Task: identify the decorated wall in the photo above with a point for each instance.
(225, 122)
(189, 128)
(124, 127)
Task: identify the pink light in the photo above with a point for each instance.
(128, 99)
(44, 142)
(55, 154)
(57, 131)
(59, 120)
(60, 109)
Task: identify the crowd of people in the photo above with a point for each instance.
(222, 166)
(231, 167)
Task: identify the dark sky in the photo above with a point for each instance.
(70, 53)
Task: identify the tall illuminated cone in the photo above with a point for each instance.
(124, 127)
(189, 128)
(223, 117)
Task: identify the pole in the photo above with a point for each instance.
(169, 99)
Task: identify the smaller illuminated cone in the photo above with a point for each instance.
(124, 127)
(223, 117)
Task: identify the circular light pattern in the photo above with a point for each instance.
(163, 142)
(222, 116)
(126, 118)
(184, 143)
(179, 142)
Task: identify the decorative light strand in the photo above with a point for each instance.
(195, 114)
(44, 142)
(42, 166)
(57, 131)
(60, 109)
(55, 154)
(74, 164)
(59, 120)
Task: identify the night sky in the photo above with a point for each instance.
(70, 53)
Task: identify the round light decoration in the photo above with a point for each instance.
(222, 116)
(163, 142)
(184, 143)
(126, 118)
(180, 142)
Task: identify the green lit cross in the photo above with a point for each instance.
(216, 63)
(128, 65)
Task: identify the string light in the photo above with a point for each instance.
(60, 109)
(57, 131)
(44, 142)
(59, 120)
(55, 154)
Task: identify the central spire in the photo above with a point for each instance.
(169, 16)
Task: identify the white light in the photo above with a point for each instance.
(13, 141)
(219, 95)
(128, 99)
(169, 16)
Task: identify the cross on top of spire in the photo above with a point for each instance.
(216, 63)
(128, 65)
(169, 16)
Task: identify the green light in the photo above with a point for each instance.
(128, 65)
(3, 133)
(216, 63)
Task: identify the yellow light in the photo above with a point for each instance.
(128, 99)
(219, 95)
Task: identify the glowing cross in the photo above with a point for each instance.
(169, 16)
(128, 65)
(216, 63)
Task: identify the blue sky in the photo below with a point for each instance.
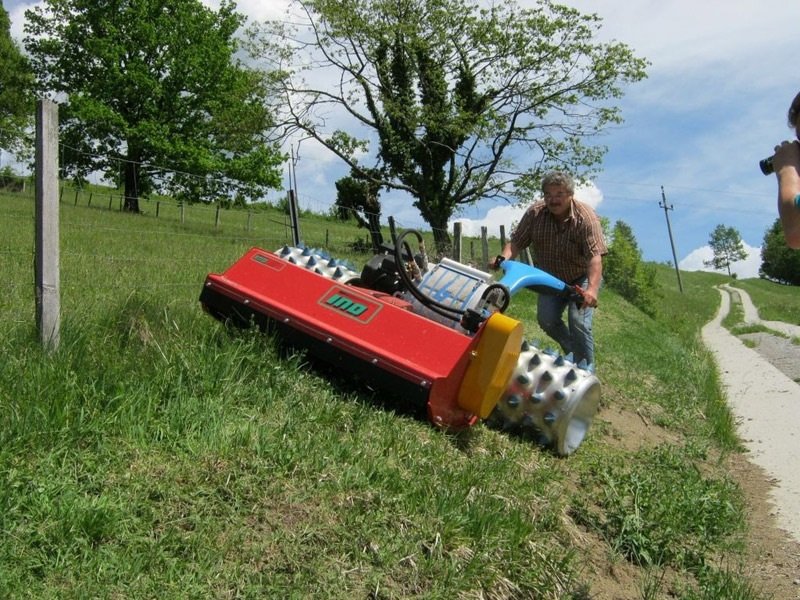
(723, 73)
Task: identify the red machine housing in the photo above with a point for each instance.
(360, 331)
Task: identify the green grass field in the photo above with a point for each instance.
(157, 454)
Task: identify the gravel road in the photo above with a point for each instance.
(763, 393)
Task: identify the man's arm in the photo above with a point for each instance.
(510, 251)
(594, 273)
(787, 168)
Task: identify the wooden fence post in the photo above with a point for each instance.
(457, 241)
(47, 276)
(484, 246)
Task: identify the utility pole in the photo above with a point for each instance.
(663, 204)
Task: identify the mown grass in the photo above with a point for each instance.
(775, 302)
(158, 454)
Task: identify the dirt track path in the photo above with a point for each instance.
(766, 403)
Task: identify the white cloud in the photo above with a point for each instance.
(508, 215)
(744, 269)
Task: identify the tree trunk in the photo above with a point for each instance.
(131, 203)
(441, 237)
(375, 231)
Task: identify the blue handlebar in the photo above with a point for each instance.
(519, 275)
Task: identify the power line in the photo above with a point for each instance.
(663, 204)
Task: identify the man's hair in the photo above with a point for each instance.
(794, 109)
(558, 178)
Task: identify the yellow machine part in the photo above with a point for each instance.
(493, 361)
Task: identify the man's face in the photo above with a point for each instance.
(558, 200)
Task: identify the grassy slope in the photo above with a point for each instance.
(158, 454)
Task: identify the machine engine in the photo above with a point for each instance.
(430, 333)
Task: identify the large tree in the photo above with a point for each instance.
(357, 196)
(16, 85)
(726, 244)
(153, 96)
(778, 261)
(463, 100)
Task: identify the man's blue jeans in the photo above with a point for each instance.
(574, 337)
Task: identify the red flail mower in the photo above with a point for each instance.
(432, 335)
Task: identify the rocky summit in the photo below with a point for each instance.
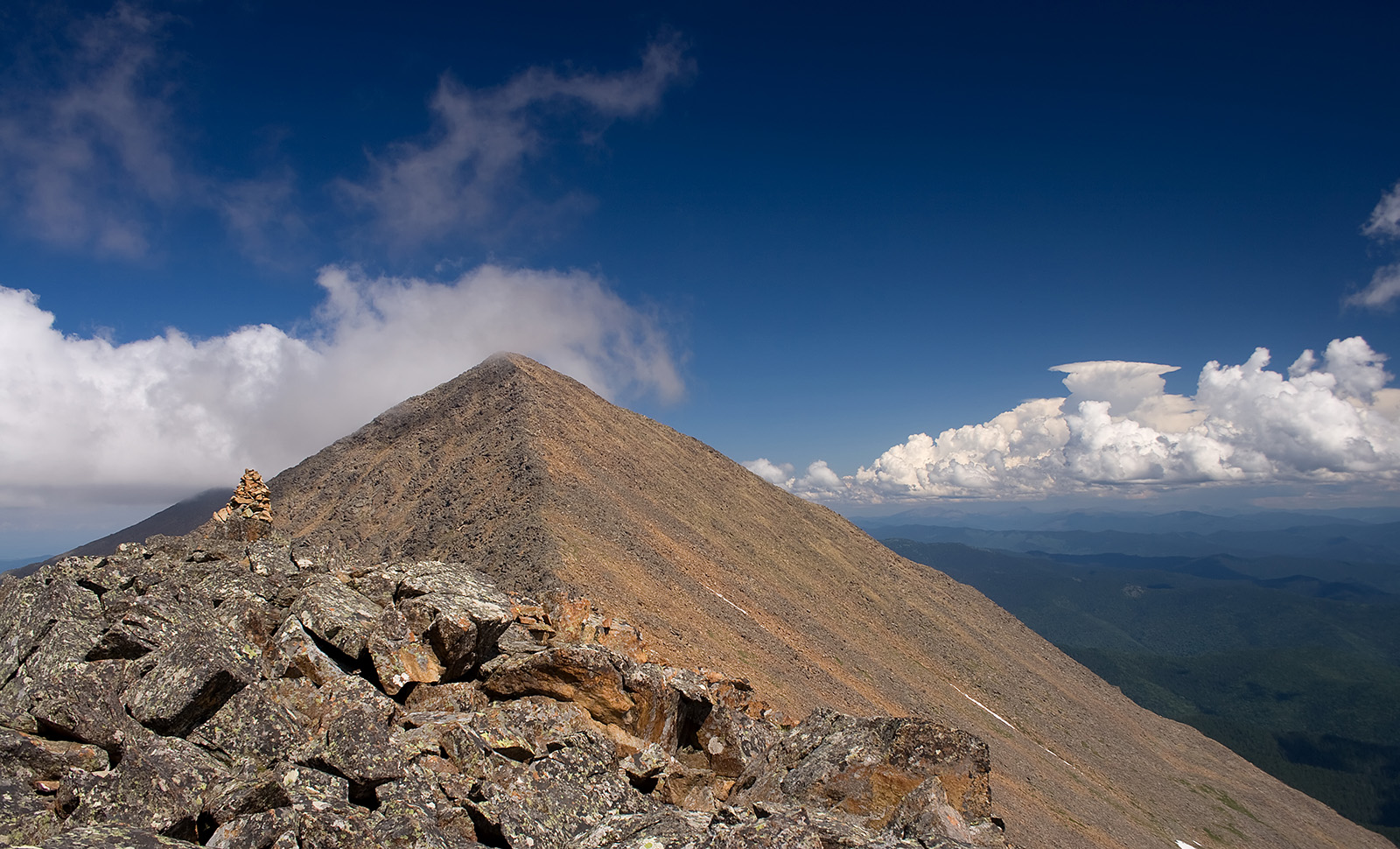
(402, 656)
(542, 485)
(252, 695)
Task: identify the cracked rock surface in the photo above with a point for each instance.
(270, 695)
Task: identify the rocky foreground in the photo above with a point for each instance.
(251, 695)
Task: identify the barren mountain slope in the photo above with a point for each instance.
(536, 480)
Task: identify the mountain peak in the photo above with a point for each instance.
(534, 480)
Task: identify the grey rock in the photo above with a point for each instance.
(338, 615)
(457, 610)
(114, 837)
(247, 695)
(189, 681)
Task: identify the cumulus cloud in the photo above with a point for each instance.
(1327, 419)
(1385, 219)
(1385, 284)
(81, 417)
(458, 179)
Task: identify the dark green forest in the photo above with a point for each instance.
(1292, 662)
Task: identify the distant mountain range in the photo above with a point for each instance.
(532, 480)
(1294, 662)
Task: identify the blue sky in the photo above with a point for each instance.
(795, 235)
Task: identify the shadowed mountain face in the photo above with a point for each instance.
(541, 484)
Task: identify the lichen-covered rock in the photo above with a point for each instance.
(114, 837)
(588, 676)
(189, 681)
(160, 785)
(457, 610)
(338, 615)
(399, 659)
(875, 771)
(270, 695)
(258, 723)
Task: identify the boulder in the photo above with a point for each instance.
(266, 695)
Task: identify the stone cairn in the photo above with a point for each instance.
(248, 513)
(270, 695)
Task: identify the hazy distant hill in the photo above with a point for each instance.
(1351, 541)
(541, 484)
(1278, 657)
(1180, 522)
(536, 481)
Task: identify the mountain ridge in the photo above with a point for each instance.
(534, 480)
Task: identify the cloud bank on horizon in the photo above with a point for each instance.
(1330, 419)
(81, 417)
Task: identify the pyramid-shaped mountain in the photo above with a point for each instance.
(541, 484)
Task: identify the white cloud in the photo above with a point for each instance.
(1382, 291)
(777, 474)
(1119, 431)
(86, 419)
(1385, 219)
(94, 154)
(459, 179)
(1385, 284)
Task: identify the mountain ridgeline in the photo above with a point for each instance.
(541, 484)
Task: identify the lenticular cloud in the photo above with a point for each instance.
(1327, 419)
(172, 413)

◆ AIM OF THE TASK ◆
Please transcribe each entry exactly, but skip any picture it holds.

◆ SOLUTION TO THIS PROBLEM ◆
Task: identify the decorated wall in the photo above with a point for each instance.
(225, 122)
(189, 128)
(124, 127)
Task: identify the pink light in the photo above with a point for each instance.
(128, 99)
(44, 142)
(55, 154)
(57, 131)
(59, 120)
(60, 109)
Task: identify the crowd of people in the photo above with a point for each instance.
(222, 166)
(231, 167)
Task: identify the dark sky in the photo above with a point for each instance.
(70, 53)
Task: identify the tall illuminated cone in the photo above with a point for each instance.
(124, 127)
(189, 128)
(223, 117)
Task: identify the pole in the photo above with a point for each instance.
(169, 99)
Task: identify the smaller illuminated cone in the photo above with a point for each instance.
(124, 127)
(223, 117)
Task: identify the circular light pattern in the photo above with a point for each instance.
(163, 142)
(222, 116)
(126, 118)
(184, 143)
(179, 142)
Task: identify the decorative light strand in the photo above with a point for each instance.
(195, 114)
(44, 142)
(42, 166)
(57, 131)
(60, 109)
(55, 154)
(74, 164)
(59, 120)
Task: identify the night sky in the photo above with a point for each instance.
(70, 53)
Task: identify the round light decoration in the photo above with a point for each instance.
(222, 116)
(163, 142)
(184, 143)
(126, 118)
(180, 142)
Task: identify the green lit cross in the photo above with a point for each instance.
(216, 63)
(128, 65)
Task: identify the string light in the photo above with a point for each instance.
(60, 109)
(57, 131)
(44, 142)
(59, 120)
(55, 154)
Task: identify the central spire in the photo above with a point for each instance.
(169, 16)
Task: identify the white light in the photo above with a point for each instance.
(13, 141)
(219, 95)
(128, 99)
(169, 16)
Task: identify the cross on top of spire in the photo above with a point for each instance.
(216, 63)
(128, 65)
(169, 16)
Task: identify the green light in the photo above with a point for each instance.
(128, 65)
(3, 133)
(216, 63)
Task: identify the yellow light in the photo above with a point for each instance.
(128, 99)
(219, 95)
Task: identify the glowing cross in the photo above with a point for each instance.
(169, 16)
(128, 65)
(216, 63)
Task: identify the blue sky in the photo below with a point for each instance.
(723, 73)
Task: identify the red machine housing in the photo above with a point for each instance.
(360, 331)
Task: identify the green grass field in the photo above with a point for each instance.
(157, 454)
Task: identify the gravel road in the photo above with a point for each instance.
(763, 393)
Task: identify the man's arm in the photo above with a point for each instance.
(510, 251)
(594, 273)
(787, 168)
Task: identify the wooden fence post in the photo above with a point for each instance.
(457, 241)
(47, 276)
(484, 246)
Task: identify the utility pole in the photo above with a point for each instance.
(663, 204)
Task: identify the mown grass in the photo above with a point for each instance.
(775, 302)
(158, 454)
Task: identify the dirt track path in the photo above with a point for each instance.
(766, 403)
Task: identify the white cloud in the photo above with a point for each instance.
(508, 215)
(744, 269)
Task: identify the tree trunk in the photo above with a point for each instance.
(131, 203)
(441, 237)
(375, 231)
Task: identify the blue handlebar in the photo above with a point for each instance.
(519, 275)
Task: identify the power line in the photo above with a point for each instance.
(663, 204)
Task: identify the man's hair in the photo above with a point for each instance.
(794, 109)
(558, 178)
Task: identify the yellow machine part in the photo above with a point for each instance.
(493, 361)
Task: identify the man's face in the photo above with a point for each instance.
(558, 200)
Task: identify the grassy slope in the photo above with a point for each instance.
(158, 454)
Task: identify the machine engine in the photo above with a point for each instance.
(430, 333)
Task: identify the large tree in the photo above with a point for each instance.
(357, 196)
(16, 85)
(726, 244)
(153, 96)
(778, 261)
(463, 100)
Task: identify the man's blue jeans in the photo above with a point for each instance.
(574, 337)
Task: identify the red flail mower in the photo above with a point for each instance.
(432, 335)
Task: identify the rocky summit in the photo below with a point for each instance.
(402, 656)
(542, 485)
(252, 695)
Task: identify the cracked rock surface in the photo above with a point for each instance.
(270, 695)
Task: identify the rocky foreground in the photo above with a point for each instance.
(251, 695)
Task: identify the barren mountain slope in the photo above with a point for each instance.
(536, 480)
Task: identify the mountain peak in the photo above with a point for each instance.
(534, 480)
Task: identify the grey rock in the photo above with a point for each instance.
(338, 615)
(457, 610)
(114, 837)
(247, 695)
(189, 681)
Task: identify the cumulus cloud in the photo above with a point for each instance.
(1327, 419)
(1385, 219)
(1385, 284)
(81, 417)
(458, 179)
Task: identify the dark green forest in the photo above with a point for each instance.
(1292, 662)
Task: identify the distant mountain range in the photo above with a point for each instance.
(532, 480)
(1294, 662)
Task: identify the blue sky in the photo above with a point for each instance.
(795, 235)
Task: identify the shadowed mountain face in the photo above with a point for each instance.
(541, 484)
Task: identify the lichen-covered rock in the photo above with a point for each instance.
(114, 837)
(588, 676)
(189, 681)
(160, 785)
(457, 610)
(338, 615)
(399, 659)
(875, 771)
(270, 695)
(258, 723)
Task: identify the boulder in the photo above with a point for each instance.
(266, 695)
Task: identify the stone cairn in the photo above with a point for each instance.
(248, 513)
(270, 695)
Task: identify the hazy distant hill in the photo above with a point for each instance.
(1351, 541)
(541, 484)
(1278, 657)
(1180, 522)
(536, 481)
Task: identify the mountain ridge in the photo above with a point for each instance.
(534, 480)
Task: identify the cloud bank on horizon in the photo above with a point for each instance.
(1330, 419)
(81, 417)
Task: identify the pyramid-shaped mountain in the photo above with a point for each instance.
(541, 484)
Task: identify the white cloud in the photo above with a point for each instance.
(1382, 291)
(777, 474)
(1119, 431)
(86, 419)
(1385, 219)
(94, 154)
(459, 179)
(1385, 284)
Task: identify the mountain ridgeline in the photo above with a point for each instance.
(541, 484)
Task: identify the lenticular cloud in the photo above with a point for each instance.
(1327, 419)
(172, 413)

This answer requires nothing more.